## [Alıştırmalar]
1. Kredi faizinin gider yazılmasıyla ilgili metinde "Danıştay İçtihatları Birleştirme" sözlerinden başlayıp "görüşü yönünde birleştirilmiştir." sözlerine kadar uzanan bölümün tamamını hiçbir değişiklik yapmadan yeniden yazın.
2. Kredi faizinin gider yazılmasıyla ilgili metni son cümlesinden sonra sürdürün.

Kredi işlemlerinde de, kredinin alınmasından itibaren her geçen gün için bankanın faiz alacağı tahakkuk etmiştir. Ancak bu borç vadesinde ifa edilecektir. Bir kredi ilişkisinde krediyi veren kuruluşun tahsilat için borcun vadesini bekliyor olması, bahse konu alacağın ana para ve faizinin henüz tahakkuk etmediği anlamına gelmez. Nitekim kredi sözleşmesindeki şartlar gereği, kredinin ve buna ilişkin faizin vadesinden önce talep edilebileceği ve talep tarihine kadar işlemiş faizinin tahsil edilebileceği açıktır.”
Danıştay İçtihatları Birleştirme Kurulu’nun konuyla ilgili olarak aldığı kararın sonuç kısmında ise; banka ve finans kurumlarından alınıp, kullanıldığı yılın gelirinin oluşmasına da katkıda bulunan kredilerin, dayanağı sözleşmenin cari yılı kapsayacak şekilde yapılarak, bu dönemde kullanıldığı süre ve faiz oranına göre kesin olarak belli ve ilgili banka veya finans kuruluşuna karşı borçlanılmış olan faiz giderinin mahiyet ve tutar olarak kesinleşmiş ve hukuken istenebilir hale gelmiş olması nedeniyle, Kurumlar ve Gelir Vergisi Kanunu ile VUK’nun vergilendirme ilkeleri doğrultusunda, cari yıl kurum kazancının tespitinde gider olarak yazılması gerekmektedir açıklaması yapılmıştır. Bu suretle, Kurul tarafından alınan kararla, daha önce Danıştay 3’üncü ve 4’üncü Daireleri arasında yaşanan görüş ayrılığı, Danıştay 3’üncü Dairesi’nin görüşü yönünde birleştirilmiştir.

## [Kaynak veriler]
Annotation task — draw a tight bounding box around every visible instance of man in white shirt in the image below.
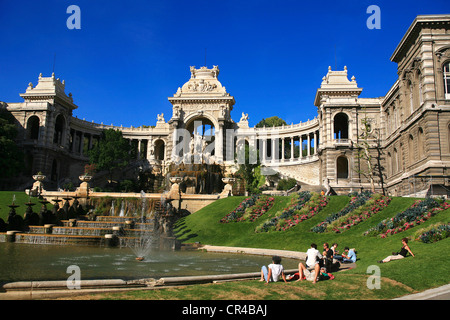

## [Beklenen yanıtlar]
1.
Danıştay İçtihatları Birleştirme Kurulu’nun konuyla ilgili olarak aldığı kararın sonuç kısmında ise; banka ve finans kurumlarından alınıp, kullanıldığı yılın gelirinin oluşmasına da katkıda bulunan kredilerin, dayanağı sözleşmenin cari yılı kapsayacak şekilde yapılarak, bu dönemde kullanıldığı süre ve faiz oranına göre kesin olarak belli ve ilgili banka veya finans kuruluşuna karşı borçlanılmış olan faiz giderinin mahiyet ve tutar olarak kesinleşmiş ve hukuken istenebilir hale gelmiş olması nedeniyle, Kurumlar ve Gelir Vergisi Kanunu ile VUK’nun vergilendirme ilkeleri doğrultusunda, cari yıl kurum kazancının tespitinde gider olarak yazılması gerekmektedir açıklaması yapılmıştır. Bu suretle, Kurul tarafından alınan kararla, daha önce Danıştay 3’üncü ve 4’üncü Daireleri arasında yaşanan görüş ayrılığı, Danıştay 3’üncü Dairesi’nin görüşü yönünde birleştirilmiştir.

2.
III-SONUÇ:
VUK’nun 285’inci maddesine göre, borçlar (31.07.2004 yürürlük tarihli 5228 sayılı Kanun’un 59’uncu maddesiyle değişmeden önceki haline göre) mukayyet değerle değerlemeye tabi olmaktadır. Fakat, borçların değerlemesi esnasında 5228 sayılı Kanun’un yürürlük tarihi olan 31.07.2004 tarihine kadar mevduat ve/veya kredi borçlarının tahakkuk etmiş bulunan faizlerinin ilgili hesap döneminde dikkate alınıp alınmayacağı konusu hep tartışma konusu olmuştur. 5228 sayılı Kanun’un yürürlük tarihi 31.07.2004 olduğundan dolayı, zamanaşımına uğramamış dönemler için bahsi geçen sorun hala devam etmektedir. Bilindiği üzere, mükellefler ile idare arasında sözkonusu durum zaman zaman ihtilaf konusu olmuş ve yargıya taşınmıştır.
Yukarıda da yer alan çalışma da belirtildiği üzere, kredi sözleşmesine ilişkin olarak krediyi alan veya kullanan taraf için değerleme gününde hesaplanabilecek faizlerin tahakkuk ettiği dönemde mi, yoksa ödendiği dönemde mi gider olarak dikkate alınabileceği yöndeki ihtilaf konusunda, Danıştay tarafından alınan içtihadın, Danıştay Üçüncü Dairesi’nin kararı doğrultusunda birleştirilmesine karar verilmiştir.
Yukarıda yer alan açıklamalara göre alınan kredilere veya mevduata ilişkin faizler bize göre; gerek 5228 sayılı Kanun’un yürürlüğe girdiği tarih olan 31.07.2004 tarihinden önce, gerekse daha sonraki dönemde tahakkuk esası ve dönemsellik ilkesi gereğince ödendiği dönem yerine, tahakkuk ettiği hesap döneminde kurum veya ticari kazancın tespit esnasında gider olarak dikkate alınacaktır.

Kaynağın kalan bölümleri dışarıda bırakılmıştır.